(Referring expression pointing data)
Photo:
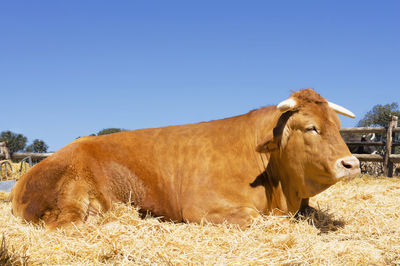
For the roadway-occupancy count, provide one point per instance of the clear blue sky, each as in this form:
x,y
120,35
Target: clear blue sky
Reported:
x,y
72,68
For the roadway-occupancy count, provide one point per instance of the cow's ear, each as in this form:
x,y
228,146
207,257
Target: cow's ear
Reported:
x,y
268,144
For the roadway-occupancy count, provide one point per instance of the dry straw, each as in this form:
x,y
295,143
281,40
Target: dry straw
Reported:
x,y
15,172
355,223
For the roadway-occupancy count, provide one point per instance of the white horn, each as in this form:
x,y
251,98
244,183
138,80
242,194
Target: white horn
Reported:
x,y
341,110
286,105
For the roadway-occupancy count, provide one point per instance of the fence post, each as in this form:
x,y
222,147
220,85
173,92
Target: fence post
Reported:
x,y
4,150
387,164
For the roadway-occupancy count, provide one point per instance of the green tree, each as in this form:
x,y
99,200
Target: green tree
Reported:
x,y
109,131
37,146
380,115
15,142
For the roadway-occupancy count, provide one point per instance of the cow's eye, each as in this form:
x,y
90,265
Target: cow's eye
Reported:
x,y
312,129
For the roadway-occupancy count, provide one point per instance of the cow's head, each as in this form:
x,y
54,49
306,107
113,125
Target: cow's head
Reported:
x,y
306,148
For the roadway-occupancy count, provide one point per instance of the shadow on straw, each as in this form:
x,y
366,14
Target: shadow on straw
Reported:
x,y
321,219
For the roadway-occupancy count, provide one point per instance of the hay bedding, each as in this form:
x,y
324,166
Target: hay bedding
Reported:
x,y
356,222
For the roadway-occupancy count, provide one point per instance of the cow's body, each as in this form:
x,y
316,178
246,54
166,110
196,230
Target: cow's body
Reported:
x,y
230,169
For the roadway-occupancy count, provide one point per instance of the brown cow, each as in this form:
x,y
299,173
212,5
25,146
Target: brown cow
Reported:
x,y
231,169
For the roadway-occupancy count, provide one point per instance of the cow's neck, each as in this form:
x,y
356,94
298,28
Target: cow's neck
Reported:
x,y
280,192
285,194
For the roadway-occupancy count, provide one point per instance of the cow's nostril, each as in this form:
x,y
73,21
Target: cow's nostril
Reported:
x,y
347,165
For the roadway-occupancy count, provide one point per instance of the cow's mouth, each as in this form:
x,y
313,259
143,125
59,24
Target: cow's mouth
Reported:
x,y
347,168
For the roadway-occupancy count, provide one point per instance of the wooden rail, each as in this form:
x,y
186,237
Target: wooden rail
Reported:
x,y
388,158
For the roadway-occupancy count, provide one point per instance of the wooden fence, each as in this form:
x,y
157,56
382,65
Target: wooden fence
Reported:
x,y
388,158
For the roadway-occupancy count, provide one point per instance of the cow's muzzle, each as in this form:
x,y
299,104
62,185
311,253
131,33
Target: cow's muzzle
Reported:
x,y
347,167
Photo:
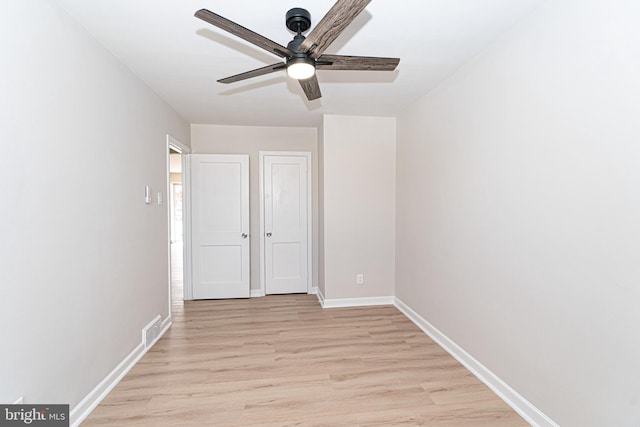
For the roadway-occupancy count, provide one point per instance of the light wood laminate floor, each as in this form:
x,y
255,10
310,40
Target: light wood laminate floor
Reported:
x,y
284,361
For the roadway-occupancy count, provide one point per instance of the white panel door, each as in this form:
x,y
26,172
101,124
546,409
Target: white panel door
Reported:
x,y
285,224
220,226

*YOUR TASK*:
The answer should be only the number of lines in the data that contain the string "shadow".

*ANSWER AREA*:
2